# TEXT
---

Statistical t test for unequal sample sizes (paired samples) I am analyzing the paired samples. Patients with drug at time point 0, at time point 12 weeks, time point 24 weeks. 
I would like to see the significant differences in the patients over the time points. In other words I would like to see how effective the drug is? 
One problem here is I have 10 samples at zero time point, the samples have been given the drug at 12 weeks time point but two samples are missing for some reason. The same for third time point as well. My guess is I wont be able to use paired t test now because of unequal sample sizes. 
Which statistical test would be appropriate for this scenario? Any help/suggestions would be much appreciated.
Here is my experimental design.

---

[Saved entries]
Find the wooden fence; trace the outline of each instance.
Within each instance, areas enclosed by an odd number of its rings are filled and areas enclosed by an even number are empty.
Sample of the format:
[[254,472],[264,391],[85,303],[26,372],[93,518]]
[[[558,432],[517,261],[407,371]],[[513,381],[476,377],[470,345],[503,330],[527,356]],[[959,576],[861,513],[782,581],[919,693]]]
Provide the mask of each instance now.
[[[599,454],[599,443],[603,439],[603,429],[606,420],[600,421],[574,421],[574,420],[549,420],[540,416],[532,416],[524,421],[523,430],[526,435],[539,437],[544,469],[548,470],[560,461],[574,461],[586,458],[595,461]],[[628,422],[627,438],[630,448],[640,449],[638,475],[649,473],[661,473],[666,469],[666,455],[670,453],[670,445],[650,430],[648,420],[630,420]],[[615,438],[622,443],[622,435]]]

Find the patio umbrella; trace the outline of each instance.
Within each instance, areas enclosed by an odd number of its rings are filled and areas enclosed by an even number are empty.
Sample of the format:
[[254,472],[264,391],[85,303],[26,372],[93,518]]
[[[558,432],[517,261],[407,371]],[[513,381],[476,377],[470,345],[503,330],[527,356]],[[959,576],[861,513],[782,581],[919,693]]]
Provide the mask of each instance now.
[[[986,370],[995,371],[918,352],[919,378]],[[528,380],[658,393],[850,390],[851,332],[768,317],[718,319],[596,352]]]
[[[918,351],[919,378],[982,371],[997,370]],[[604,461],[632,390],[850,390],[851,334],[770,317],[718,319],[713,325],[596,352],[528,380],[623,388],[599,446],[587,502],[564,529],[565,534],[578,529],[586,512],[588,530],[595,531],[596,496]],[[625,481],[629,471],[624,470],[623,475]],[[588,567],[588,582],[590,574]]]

---

# WHAT TO WORK ON
- a) List every time point at which the patients are measured, according to the post on unequal sample sizes.
- b) Copy out the post on unequal sample sizes from "One problem here" to "my experimental design.".

# WRITTEN ANSWERS
- a)
- Time point 0
- 12 weeks
- 24 weeks

- b)
One problem here is I have 10 samples at zero time point, the samples have been given the drug at 12 weeks time point but two samples are missing for some reason. The same for third time point as well. My guess is I wont be able to use paired t test now because of unequal sample sizes. 
Which statistical test would be appropriate for this scenario? Any help/suggestions would be much appreciated.
Here is my experimental design.